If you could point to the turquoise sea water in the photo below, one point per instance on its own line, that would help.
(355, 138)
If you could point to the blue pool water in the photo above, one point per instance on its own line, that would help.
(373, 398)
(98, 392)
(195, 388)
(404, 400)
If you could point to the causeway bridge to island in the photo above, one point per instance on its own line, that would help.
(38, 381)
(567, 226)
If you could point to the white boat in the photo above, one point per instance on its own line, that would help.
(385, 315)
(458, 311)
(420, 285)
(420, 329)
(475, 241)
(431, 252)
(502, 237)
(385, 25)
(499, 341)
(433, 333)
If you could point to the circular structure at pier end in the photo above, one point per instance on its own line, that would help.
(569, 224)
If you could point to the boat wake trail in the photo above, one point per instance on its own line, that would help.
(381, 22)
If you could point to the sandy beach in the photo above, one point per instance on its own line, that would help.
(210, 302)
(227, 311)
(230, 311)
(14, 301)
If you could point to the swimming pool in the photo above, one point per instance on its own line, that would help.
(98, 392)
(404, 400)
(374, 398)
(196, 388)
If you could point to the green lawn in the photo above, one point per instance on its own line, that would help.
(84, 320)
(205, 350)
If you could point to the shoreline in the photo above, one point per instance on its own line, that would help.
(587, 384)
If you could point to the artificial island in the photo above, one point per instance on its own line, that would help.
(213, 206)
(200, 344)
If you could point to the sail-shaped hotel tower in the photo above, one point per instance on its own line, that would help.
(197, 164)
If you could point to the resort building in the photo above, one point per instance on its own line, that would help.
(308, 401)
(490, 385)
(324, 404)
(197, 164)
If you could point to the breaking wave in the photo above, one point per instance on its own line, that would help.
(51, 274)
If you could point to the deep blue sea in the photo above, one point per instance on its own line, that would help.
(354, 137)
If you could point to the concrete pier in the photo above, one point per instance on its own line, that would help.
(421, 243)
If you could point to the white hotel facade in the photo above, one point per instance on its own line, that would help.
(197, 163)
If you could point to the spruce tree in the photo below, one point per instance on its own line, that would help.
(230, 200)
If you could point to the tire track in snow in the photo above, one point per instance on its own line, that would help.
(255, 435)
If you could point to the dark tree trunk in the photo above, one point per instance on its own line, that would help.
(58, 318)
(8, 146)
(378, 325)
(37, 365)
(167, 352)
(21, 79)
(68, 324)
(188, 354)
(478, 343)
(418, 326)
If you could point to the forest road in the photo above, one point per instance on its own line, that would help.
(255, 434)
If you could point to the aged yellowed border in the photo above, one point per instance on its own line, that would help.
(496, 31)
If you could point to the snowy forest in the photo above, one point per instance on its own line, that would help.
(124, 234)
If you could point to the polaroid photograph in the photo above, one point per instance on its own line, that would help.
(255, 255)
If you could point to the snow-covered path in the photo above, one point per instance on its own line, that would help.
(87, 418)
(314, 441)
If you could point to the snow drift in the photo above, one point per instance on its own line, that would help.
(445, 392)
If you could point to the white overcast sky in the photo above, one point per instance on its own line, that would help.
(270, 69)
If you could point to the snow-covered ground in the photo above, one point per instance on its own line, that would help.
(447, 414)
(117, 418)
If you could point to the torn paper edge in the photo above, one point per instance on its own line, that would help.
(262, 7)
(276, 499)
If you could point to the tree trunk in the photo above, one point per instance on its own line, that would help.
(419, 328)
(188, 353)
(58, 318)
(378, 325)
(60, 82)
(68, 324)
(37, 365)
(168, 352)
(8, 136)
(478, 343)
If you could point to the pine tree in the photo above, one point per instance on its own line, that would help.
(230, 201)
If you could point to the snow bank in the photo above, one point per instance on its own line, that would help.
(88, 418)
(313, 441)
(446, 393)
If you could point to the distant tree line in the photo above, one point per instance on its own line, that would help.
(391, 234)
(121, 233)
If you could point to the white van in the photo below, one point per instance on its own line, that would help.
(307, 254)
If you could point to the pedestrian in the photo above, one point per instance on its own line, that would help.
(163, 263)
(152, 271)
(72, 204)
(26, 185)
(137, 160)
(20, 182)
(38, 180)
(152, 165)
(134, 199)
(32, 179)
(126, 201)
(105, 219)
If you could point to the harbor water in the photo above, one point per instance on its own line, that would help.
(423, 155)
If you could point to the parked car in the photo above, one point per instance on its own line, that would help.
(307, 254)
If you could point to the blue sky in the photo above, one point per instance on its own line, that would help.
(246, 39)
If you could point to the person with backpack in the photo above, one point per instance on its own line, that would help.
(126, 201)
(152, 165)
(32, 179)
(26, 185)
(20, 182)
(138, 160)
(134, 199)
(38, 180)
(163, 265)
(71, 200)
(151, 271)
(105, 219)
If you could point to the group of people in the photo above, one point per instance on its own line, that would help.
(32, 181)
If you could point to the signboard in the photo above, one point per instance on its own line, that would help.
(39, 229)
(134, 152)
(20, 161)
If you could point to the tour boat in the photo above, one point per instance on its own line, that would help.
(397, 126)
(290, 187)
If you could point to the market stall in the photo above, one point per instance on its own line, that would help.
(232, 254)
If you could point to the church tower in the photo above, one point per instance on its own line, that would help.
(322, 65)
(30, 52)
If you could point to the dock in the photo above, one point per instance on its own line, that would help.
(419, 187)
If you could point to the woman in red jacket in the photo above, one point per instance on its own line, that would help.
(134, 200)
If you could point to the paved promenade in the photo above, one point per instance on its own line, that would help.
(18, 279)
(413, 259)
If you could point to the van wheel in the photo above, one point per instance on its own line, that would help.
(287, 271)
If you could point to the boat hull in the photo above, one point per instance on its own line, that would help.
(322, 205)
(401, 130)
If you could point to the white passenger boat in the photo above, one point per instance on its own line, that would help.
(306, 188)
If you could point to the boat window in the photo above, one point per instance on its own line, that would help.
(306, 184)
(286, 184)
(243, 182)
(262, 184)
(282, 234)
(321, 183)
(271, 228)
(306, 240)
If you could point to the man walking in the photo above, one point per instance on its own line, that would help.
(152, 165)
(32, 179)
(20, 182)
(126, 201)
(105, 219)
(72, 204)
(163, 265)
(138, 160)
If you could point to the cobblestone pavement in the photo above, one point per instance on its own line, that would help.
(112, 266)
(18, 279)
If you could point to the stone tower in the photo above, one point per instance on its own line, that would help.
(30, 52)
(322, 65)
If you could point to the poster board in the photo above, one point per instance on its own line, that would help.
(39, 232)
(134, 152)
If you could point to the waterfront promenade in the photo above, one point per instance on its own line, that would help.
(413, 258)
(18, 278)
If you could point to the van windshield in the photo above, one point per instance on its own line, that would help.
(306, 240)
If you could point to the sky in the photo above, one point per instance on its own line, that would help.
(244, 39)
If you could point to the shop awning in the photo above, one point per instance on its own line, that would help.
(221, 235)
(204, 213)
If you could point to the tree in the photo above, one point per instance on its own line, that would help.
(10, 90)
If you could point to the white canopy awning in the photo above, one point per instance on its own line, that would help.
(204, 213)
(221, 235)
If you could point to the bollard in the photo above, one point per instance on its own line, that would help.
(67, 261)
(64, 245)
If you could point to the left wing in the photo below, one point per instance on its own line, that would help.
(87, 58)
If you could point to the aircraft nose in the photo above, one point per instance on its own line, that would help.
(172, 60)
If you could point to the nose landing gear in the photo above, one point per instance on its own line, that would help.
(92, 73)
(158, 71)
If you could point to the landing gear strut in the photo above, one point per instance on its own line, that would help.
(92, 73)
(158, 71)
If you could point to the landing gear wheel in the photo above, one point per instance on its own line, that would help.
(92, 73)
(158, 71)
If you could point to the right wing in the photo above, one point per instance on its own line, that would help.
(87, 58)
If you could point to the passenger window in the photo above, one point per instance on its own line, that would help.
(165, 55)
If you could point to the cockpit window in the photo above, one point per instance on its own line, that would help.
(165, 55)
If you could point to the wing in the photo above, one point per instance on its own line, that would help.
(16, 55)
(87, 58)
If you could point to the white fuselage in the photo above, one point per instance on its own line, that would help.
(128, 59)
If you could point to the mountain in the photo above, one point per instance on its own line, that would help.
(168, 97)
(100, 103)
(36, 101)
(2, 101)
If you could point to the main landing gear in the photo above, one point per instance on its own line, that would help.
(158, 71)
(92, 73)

★ ★ ★

* [Task directions]: Copy verbatim the span of lines that begins with the line holding "If you could point to the wing" and ends at the last line of the records.

* [Exercise output]:
If you could point to the wing in the photo above, one point per instance on its own line, that would help.
(16, 55)
(87, 58)
If you could point to the white fuselage in the photo above, one point per instance on its own line, that would help.
(128, 59)
If you could point to the mountain in the photo above, one point per instance on its own line, that would help.
(168, 97)
(100, 103)
(36, 101)
(2, 101)
If you could point to the main landing gear in the photo above, one point per instance on its own line, that would help.
(158, 71)
(92, 73)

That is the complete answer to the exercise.